— PROBLEM TO WORK ON —
Gather each line of the entries below that contains the string "water", treating uppercase and lowercase letters as distinct.

[Excerpts of bounding box data]
::::::

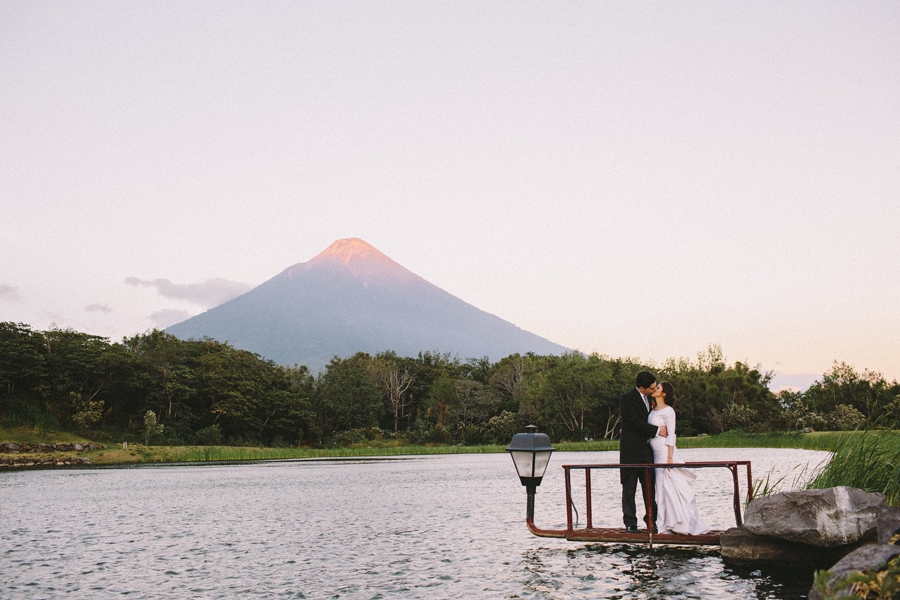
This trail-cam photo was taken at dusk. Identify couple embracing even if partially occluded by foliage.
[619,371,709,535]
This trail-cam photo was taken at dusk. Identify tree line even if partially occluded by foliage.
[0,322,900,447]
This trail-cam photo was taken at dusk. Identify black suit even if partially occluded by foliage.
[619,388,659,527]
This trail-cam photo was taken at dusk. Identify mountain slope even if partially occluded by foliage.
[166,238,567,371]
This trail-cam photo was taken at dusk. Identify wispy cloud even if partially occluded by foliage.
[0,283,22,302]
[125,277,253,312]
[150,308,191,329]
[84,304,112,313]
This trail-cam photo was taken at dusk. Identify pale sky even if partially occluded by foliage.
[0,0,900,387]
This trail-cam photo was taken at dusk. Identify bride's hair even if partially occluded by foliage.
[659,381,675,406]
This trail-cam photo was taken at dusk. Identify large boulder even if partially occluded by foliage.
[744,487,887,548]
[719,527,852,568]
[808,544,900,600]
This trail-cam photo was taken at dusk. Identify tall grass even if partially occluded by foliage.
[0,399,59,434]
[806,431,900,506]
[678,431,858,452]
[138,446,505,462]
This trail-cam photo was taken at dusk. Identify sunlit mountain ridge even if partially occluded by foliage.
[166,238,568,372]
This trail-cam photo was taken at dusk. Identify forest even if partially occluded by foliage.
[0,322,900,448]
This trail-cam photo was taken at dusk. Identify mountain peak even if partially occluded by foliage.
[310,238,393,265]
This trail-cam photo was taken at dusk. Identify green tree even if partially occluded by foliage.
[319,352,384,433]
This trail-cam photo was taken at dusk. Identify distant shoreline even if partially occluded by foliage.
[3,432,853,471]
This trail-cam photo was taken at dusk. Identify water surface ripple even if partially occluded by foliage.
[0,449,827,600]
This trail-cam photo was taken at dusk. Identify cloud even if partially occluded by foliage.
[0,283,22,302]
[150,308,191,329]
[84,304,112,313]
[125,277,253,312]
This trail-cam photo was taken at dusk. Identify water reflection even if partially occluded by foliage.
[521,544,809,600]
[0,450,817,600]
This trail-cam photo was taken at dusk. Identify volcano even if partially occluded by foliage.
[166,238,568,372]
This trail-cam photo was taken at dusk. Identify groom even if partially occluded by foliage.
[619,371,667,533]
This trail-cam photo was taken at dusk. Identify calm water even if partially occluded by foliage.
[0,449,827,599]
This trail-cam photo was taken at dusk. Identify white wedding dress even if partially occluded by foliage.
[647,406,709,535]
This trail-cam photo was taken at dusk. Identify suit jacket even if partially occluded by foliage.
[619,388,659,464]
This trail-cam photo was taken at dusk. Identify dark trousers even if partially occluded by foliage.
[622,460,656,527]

::::::

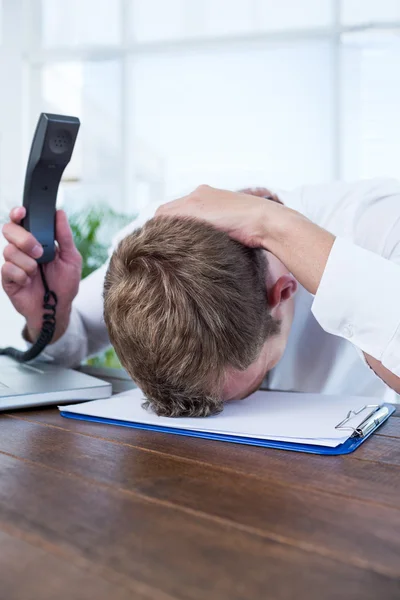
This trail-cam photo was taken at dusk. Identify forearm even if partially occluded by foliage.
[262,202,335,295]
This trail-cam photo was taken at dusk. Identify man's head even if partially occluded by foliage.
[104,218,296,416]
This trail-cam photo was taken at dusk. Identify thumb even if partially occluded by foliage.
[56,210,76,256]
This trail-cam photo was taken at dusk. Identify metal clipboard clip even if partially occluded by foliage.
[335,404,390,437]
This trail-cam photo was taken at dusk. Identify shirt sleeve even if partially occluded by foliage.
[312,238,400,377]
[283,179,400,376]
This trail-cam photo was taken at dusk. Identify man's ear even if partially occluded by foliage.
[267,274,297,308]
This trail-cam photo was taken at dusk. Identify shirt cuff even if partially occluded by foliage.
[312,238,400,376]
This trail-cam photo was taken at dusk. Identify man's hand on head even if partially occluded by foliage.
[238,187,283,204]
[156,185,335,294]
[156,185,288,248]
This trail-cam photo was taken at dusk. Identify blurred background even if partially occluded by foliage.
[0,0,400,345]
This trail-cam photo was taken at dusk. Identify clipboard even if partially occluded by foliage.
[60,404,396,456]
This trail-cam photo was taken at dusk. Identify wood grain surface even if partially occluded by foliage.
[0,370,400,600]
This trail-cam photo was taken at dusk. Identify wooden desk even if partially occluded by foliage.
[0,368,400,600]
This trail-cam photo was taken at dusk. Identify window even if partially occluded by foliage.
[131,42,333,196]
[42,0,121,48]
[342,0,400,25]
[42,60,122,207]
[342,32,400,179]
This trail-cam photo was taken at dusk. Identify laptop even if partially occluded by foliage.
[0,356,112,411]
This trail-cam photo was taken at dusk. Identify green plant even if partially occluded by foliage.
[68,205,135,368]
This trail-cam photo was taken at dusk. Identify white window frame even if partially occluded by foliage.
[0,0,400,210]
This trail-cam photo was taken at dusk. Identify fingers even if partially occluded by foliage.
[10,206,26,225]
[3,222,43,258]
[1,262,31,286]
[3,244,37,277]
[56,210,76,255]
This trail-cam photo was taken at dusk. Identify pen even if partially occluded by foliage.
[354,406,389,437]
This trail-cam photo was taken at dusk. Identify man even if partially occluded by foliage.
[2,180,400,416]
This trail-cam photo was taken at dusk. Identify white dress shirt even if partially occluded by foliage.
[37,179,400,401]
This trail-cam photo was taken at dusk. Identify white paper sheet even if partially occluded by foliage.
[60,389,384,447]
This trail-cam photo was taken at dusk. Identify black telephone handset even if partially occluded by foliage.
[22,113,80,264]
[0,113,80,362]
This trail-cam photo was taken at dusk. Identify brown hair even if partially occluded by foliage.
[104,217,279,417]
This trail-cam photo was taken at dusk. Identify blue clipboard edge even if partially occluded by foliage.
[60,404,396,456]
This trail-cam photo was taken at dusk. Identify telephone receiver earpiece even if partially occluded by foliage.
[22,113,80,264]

::::::

— THE ANSWER —
This trail-cam photo was taken at dusk. Identify water surface ripple even if partially occluded by foliage.
This trail-cam photo was taken at dusk. Identify water reflection even if partially occluded by foliage.
This trail-cam photo was taken at dusk. Identify calm water even if partially occluded by foliage.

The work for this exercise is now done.